## [Task requirements]
Having found the line that contains "Could you please pick out the window", please retype only it and every line after it up to the end of the entries, exactly as written.

----- Extracted information

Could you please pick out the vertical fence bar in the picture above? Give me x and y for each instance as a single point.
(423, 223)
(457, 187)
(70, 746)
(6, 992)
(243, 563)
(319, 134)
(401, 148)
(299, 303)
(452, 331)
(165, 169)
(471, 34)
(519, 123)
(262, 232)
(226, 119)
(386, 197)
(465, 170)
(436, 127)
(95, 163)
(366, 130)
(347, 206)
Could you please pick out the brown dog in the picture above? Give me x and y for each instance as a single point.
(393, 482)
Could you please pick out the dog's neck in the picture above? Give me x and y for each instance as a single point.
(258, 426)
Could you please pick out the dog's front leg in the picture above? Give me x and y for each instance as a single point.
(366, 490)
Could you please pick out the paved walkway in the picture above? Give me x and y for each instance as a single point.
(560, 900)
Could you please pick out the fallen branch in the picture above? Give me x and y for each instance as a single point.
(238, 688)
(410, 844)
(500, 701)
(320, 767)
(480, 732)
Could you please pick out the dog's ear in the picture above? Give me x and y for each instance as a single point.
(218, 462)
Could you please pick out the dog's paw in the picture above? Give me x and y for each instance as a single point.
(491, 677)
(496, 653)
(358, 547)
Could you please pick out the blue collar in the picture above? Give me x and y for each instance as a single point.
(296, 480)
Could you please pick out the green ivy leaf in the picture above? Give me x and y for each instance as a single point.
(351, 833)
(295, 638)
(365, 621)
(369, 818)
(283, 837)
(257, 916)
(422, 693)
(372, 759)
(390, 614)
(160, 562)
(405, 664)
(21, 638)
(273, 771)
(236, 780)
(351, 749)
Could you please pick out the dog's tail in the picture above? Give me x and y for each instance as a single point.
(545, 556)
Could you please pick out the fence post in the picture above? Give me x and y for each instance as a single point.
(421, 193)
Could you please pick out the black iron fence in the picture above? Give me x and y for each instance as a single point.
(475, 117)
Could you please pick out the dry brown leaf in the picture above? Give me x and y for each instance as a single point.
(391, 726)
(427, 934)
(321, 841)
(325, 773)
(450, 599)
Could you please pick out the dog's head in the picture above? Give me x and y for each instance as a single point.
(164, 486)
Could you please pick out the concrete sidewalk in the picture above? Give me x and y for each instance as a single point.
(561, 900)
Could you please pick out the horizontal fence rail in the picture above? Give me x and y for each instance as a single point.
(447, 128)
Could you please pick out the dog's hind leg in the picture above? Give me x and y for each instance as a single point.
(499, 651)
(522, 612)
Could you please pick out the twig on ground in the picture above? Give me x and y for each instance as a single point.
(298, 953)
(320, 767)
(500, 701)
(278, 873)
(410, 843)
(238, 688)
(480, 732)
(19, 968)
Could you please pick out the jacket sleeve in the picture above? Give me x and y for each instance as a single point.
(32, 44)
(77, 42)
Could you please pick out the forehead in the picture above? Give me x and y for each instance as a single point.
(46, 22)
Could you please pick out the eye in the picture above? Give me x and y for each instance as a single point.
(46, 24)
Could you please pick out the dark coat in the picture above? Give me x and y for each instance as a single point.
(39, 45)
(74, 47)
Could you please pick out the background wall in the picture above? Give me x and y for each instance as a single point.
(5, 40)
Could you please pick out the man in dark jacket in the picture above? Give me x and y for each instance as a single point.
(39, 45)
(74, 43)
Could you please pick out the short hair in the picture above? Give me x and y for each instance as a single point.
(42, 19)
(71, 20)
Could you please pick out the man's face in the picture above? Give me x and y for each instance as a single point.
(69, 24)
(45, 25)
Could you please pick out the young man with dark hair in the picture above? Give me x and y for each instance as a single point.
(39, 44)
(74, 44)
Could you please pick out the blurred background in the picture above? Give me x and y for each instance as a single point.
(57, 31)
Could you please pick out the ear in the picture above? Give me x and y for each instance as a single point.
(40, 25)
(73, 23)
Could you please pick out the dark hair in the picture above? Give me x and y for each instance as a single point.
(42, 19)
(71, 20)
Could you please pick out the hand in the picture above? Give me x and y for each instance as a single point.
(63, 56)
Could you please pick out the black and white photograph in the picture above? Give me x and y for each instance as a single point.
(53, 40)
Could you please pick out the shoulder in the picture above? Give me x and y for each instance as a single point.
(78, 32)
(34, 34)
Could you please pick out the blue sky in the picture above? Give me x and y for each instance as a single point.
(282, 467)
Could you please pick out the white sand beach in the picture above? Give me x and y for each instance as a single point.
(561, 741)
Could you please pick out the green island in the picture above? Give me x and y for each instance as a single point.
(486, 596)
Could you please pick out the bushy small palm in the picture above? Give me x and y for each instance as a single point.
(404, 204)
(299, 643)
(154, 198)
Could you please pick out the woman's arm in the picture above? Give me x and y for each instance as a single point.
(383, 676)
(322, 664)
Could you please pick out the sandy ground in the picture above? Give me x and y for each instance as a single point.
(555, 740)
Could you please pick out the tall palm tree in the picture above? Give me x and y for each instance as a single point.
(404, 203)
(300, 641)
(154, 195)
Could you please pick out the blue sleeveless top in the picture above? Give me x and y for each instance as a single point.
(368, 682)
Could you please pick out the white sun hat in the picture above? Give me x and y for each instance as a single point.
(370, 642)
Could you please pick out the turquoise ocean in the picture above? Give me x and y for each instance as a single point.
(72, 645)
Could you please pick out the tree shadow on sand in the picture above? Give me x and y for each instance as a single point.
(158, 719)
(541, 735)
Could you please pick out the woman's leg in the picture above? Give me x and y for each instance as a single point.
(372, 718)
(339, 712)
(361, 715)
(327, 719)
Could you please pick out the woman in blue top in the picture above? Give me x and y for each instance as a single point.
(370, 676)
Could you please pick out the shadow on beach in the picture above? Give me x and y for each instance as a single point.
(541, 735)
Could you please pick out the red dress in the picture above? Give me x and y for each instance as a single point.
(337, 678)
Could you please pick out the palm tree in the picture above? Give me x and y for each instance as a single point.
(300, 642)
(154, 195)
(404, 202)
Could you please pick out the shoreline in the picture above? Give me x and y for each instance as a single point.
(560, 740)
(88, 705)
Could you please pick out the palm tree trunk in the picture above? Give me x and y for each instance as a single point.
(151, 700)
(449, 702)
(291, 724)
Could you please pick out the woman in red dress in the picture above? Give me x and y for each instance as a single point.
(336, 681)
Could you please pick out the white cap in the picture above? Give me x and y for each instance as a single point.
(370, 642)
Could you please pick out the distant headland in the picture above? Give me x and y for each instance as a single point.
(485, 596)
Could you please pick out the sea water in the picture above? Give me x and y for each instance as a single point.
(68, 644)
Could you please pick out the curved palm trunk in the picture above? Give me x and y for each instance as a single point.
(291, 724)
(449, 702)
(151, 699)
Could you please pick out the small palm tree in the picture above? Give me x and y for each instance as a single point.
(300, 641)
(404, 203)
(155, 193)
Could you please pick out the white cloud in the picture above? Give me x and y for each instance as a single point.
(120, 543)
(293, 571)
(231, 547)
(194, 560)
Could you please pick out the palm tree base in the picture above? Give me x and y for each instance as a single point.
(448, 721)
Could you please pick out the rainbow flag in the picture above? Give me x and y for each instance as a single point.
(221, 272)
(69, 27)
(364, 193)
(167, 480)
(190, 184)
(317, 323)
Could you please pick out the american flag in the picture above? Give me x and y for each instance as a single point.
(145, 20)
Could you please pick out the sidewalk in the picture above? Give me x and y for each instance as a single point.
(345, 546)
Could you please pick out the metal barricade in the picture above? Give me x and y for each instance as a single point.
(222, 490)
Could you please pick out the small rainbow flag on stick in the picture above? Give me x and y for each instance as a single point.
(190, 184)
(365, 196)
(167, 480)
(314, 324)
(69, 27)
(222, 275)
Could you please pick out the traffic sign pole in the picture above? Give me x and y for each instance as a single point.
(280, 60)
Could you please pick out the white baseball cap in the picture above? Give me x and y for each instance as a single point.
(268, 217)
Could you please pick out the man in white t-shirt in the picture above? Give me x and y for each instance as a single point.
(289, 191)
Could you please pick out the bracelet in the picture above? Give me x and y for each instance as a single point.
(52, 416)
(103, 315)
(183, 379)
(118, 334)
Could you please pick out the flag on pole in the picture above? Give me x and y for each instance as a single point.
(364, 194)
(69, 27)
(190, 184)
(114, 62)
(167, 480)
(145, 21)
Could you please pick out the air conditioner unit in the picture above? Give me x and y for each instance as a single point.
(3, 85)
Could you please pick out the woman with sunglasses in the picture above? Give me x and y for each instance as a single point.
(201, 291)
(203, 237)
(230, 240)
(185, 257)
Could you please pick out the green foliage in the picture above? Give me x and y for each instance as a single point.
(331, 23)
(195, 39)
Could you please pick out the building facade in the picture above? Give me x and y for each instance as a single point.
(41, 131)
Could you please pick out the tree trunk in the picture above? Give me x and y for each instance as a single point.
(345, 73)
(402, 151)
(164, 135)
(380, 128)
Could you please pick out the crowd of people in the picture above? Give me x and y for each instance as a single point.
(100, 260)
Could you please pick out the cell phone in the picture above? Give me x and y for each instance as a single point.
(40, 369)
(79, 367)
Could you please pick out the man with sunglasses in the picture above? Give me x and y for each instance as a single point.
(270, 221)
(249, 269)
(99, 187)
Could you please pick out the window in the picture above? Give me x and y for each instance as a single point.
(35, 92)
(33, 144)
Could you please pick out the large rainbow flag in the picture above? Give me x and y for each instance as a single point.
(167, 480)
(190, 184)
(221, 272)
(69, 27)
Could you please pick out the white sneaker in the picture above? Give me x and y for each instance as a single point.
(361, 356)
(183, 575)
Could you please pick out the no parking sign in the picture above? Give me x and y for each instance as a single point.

----------

## [Result for this exercise]
Could you please pick out the window in the picture above? Give me x and y for each instance as a single point.
(35, 92)
(33, 144)
Could you please pick out the large rainbow flag in the picture above? Give me x and y for each instance as a single point.
(167, 480)
(190, 184)
(221, 272)
(69, 27)
Could you please pick out the white sneaker in the picture above? Give me x and y for each instance as a single point.
(361, 356)
(183, 575)
Could you please pick out the no parking sign in the picture above? Give me x and y for each instance as a single point.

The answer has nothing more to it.